» **Extracted text**
== == ==

Luce review – enigmatic Italian drama of dreams and drones

Estimated read time 3 min read

Luca Bellino and Silvia Luzi’s new film is an intriguing yet perplexing piece of work; it’s opaque and indirect, the storytelling appears incomplete and recedes implacably before the audience’s pursuit. It’s a kind of cinema that does not render up its meaning right away – or indeed at all. The keynote of extreme closeup on the lead character’s face is in implied contrast to the hazy distance where the film’s significance is perhaps sited.

A young woman played by Marianna Fontana lives in a tough Italian town on the coast, miserably working in a leather garment factory; she is one of a whole group of women whose job is to stake and stretch out pieces of leather on an automated production line. The person in charge is a man who sometimes hands out punishment by making certain workers go upstairs to work on the “drum”, where you have to heave out great mounds of leather pelt to be transported down to the factory floor via a kind of dumb-waiter shaft.

One day this young woman is with her aunt in a big family group celebrating a cousin, who has made her first holy communion in a white quasi-bridal gown. She grumbles about her own communion, about the awful shoes she had to wear and about a certain someone who was there, in her life, but not any more. The young photographer-slash-videographer, who has been wowing the people there with his fancy drone for getting overhead shots, appears to have a bit of a crush on our heroine. Later, this young man will take her for a drive where he will show her how the drone works, and how it can effectively spy on people. But the exact nature of her fascination with it isn’t really clear.

== == ==

» **Stored records**
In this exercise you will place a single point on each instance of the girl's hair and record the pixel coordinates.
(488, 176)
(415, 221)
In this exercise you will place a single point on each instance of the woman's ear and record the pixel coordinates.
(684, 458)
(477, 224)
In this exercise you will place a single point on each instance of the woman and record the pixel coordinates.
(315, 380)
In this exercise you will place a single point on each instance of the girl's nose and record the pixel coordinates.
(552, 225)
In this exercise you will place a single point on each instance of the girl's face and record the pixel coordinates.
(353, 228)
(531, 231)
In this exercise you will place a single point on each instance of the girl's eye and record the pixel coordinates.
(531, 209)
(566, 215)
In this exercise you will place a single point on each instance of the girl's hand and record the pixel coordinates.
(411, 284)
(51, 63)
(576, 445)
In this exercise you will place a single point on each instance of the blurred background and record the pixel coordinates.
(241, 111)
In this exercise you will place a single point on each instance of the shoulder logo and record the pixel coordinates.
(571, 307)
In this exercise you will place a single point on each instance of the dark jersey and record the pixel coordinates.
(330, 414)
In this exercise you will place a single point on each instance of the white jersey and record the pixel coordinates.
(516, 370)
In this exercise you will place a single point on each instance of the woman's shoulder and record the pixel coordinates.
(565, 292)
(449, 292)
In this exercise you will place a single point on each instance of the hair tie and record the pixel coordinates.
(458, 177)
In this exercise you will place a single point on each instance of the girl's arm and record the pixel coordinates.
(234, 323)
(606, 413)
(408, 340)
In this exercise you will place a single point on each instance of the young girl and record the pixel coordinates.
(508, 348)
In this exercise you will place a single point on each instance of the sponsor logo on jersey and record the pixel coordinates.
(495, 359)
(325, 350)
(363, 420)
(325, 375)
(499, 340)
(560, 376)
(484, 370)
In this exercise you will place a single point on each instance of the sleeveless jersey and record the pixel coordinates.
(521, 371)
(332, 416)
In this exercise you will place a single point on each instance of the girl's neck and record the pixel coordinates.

== == ==

» **Task requirements**
Reproduce the part of the Luce review starting at "Luca Bellino and" and ending at "is perhaps sited.". The records were taken from a separate source.

» **In response**
Luca Bellino and Silvia Luzi’s new film is an intriguing yet perplexing piece of work; it’s opaque and indirect, the storytelling appears incomplete and recedes implacably before the audience’s pursuit. It’s a kind of cinema that does not render up its meaning right away – or indeed at all. The keynote of extreme closeup on the lead character’s face is in implied contrast to the hazy distance where the film’s significance is perhaps sited.